(Input data)

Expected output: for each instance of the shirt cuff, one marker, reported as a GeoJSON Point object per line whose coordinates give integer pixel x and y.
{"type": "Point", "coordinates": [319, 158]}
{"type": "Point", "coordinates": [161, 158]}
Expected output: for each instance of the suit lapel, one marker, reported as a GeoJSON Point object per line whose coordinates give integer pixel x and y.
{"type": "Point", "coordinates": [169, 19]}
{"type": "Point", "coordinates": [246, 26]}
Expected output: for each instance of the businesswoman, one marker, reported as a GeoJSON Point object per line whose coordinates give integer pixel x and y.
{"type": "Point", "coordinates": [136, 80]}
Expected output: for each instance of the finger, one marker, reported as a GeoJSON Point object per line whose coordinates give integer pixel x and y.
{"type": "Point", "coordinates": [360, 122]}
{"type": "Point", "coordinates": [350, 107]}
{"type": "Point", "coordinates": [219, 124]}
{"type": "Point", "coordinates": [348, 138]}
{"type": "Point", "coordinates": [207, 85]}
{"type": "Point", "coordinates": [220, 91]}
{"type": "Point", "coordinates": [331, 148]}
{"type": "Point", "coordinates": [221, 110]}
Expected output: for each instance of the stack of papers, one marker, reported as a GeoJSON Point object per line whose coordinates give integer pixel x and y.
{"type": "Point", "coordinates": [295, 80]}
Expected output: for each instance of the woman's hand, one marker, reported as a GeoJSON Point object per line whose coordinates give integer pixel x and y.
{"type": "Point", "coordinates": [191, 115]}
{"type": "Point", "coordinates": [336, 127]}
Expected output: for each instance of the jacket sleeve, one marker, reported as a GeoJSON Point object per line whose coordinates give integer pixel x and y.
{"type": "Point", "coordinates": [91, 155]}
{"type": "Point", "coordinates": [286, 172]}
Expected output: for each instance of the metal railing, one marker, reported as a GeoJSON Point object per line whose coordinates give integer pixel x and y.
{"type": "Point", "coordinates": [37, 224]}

(End Input data)

What is being asked ::
The whole listing above is to be copied exactly.

Problem solution ::
Expected output: for each instance of the shirt cuff, one marker, reported as a GeoJSON Point object per line whose coordinates give integer pixel x and y.
{"type": "Point", "coordinates": [319, 158]}
{"type": "Point", "coordinates": [161, 158]}
Expected output: for each instance of the suit lapel, one marker, reported as a GeoJSON Point object per line whose coordinates give integer pixel x and y.
{"type": "Point", "coordinates": [169, 19]}
{"type": "Point", "coordinates": [246, 26]}
Expected output: for each instance of the businesswoman, one marker, reported as a GeoJSON Point object per line whose coordinates give integer pixel x and y.
{"type": "Point", "coordinates": [136, 80]}
Expected output: for each instance of the finger, one marker, reported as a GeoJSON Point object per line whose coordinates give integer pixel x and y.
{"type": "Point", "coordinates": [360, 122]}
{"type": "Point", "coordinates": [350, 107]}
{"type": "Point", "coordinates": [219, 124]}
{"type": "Point", "coordinates": [348, 138]}
{"type": "Point", "coordinates": [207, 85]}
{"type": "Point", "coordinates": [220, 91]}
{"type": "Point", "coordinates": [331, 148]}
{"type": "Point", "coordinates": [221, 110]}
Expected output: for each instance of the stack of papers, one marker, reported as a GeoJSON Point object per line whose coordinates give integer pixel x and y.
{"type": "Point", "coordinates": [295, 80]}
Expected output: for each instance of the woman's hand, one marker, reported as a GeoJSON Point object per line whose coordinates give integer pixel x and y.
{"type": "Point", "coordinates": [191, 115]}
{"type": "Point", "coordinates": [336, 127]}
Expected output: for each instance of the jacket sleeve, one marker, reported as a GeoJSON Point object per line whose coordinates give integer pixel x and y.
{"type": "Point", "coordinates": [91, 155]}
{"type": "Point", "coordinates": [286, 172]}
Expected output: for each instance of the metal railing, one marker, reported as a GeoJSON Point object per line whose coordinates give integer pixel x and y.
{"type": "Point", "coordinates": [37, 224]}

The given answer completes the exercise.